*EXERCISES*.
1 > In the text on financial strain, how do women's reported stress levels compare with men's when their financial circumstances are the same?
2 > Write the next part of the text on financial strain, picking up after its last sentence.
(STUDY TEXT begins)
What are the opportunities and challenges related to focusing on financial strain?

When compared with objective measures, the subjective nature of financial strain can facilitate a deeper understanding of how people are coping financially and their welfare in relation to this (French and McKillop 2017). It can capture differences related to socio-demographic and other historical, social, and contextual factors. Women, for example, report higher levels of stress than men in response to the same (objectively measured) financial circumstances (Choi et al. 2016). That said, focusing on financial strain is not without challenges and potential shortcomings, particularly with regard to the feasibility of its operationalization.

The concept of financial strain is underdeveloped (Delgado-Guay et al. 2018), particularly as it relates to equity and the social determinants of health. There is also a lack of clarity around adjacent concepts and how they relate to each other, particularly financial well-being (health or wellness), which others have noted are not well articulated (Weida et al. 2020). For example, although financial strain or distress/stress are most commonly conceptualized and measured using subjective scales of ability to cover living costs or cope financially (Dijkstra-Kersten et al. 2015), some researchers have relied on objective measures or proxies like ability to raise funds (Elwér et al. 2015).
(STUDY TEXT ends)
(RECORD EXTRACTS begins)
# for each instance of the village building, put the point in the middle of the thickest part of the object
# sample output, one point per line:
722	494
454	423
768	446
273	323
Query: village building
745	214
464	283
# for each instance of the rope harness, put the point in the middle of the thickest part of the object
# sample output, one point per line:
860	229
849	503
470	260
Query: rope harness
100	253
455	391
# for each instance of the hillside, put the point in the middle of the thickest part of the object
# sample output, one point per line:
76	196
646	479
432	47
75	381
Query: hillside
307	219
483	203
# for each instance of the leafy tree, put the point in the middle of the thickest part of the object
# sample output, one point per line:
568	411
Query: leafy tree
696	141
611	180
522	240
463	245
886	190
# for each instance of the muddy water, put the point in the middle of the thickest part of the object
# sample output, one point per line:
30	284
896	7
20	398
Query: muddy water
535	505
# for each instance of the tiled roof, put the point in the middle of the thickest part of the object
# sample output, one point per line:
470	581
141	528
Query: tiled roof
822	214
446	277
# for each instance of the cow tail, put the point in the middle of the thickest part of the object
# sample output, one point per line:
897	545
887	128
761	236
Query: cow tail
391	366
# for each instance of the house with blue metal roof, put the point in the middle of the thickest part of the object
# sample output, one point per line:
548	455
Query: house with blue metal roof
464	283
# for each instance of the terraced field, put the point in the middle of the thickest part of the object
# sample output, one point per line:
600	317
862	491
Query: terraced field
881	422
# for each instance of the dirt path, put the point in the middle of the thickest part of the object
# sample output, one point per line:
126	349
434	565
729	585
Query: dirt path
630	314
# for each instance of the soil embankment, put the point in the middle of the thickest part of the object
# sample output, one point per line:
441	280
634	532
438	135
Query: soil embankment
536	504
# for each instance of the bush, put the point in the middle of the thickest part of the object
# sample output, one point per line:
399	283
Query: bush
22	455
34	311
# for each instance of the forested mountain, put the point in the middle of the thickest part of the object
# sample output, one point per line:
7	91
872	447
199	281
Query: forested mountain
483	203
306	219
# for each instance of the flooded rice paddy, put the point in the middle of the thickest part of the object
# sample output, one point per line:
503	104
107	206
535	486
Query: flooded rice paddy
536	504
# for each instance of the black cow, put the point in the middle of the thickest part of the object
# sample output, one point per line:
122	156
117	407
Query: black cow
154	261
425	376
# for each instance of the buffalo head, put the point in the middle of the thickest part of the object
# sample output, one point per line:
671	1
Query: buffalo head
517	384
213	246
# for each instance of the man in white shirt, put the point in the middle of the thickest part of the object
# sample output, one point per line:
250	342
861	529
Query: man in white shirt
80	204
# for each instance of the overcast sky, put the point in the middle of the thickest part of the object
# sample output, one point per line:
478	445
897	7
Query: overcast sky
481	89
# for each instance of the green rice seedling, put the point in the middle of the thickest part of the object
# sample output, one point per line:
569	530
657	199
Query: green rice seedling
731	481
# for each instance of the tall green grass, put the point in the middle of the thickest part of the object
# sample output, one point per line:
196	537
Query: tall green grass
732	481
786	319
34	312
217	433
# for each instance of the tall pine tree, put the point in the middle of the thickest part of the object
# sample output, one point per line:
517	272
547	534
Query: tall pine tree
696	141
(RECORD EXTRACTS ends)
*OUTPUTS IN ORDER*.
1 > Women report higher levels of stress than men in response to the same (objectively measured) financial circumstances.

2 >
Upstream interventions targeting social determinants of health like financial strain are inherently challenging. These require political action. Such interventions can be more difficult in times of austerity where resources are sparse and demands are high, as many jurisdictions in Canada are currently facing. Although individual-level interventions are easier to implement and may have a positive impact on participants, they will not address the root causes of financial strain. It is essential that we bring our commitment to the Ottawa Charter (World Health Organization 1986) to target upstream action on financial strain.

What’s next for public health researchers and professionals to address financial strain?

The current pandemic presents a timely opportunity for learning and meaningful action by public health researchers and professionals on financial strain. We are ideally positioned due to our extensive expertise with respect to related issues such as poverty, food insecurity, and social inclusion. We recommend that public health researchers and professionals target their initial efforts on financial strain in the four areas outlined below. Undertaking these in partnership with practice and significant engagement of people who experience financial strain can ensure the work is relevant and resonates with diverse communities.

  1. 1.

    Develop the concept of financial strain and related measurement tools to align with public health values (e.g., equity, life course perspective). Test and validate measures of financial strain that are meaningful for people across the social spectrum and relate to social, physical, and mental health.

  2. 2.

    Assess policies introduced in response to COVID-19 to reduce financial strain. Consider their impacts on short- and long-term mental, physical, and social health outcomes, across the life course, and in relation to equity and the social determinants of health. Create accessible data sources and shared best practices for their analysis and interpretation.

  3. 3.

    Advocate for continued and increased structural level interventions targeting financial strain (e.g., governmental policy, benefits). Focus on policies and programs that demonstrate a positive impact on equity.

  4. 4.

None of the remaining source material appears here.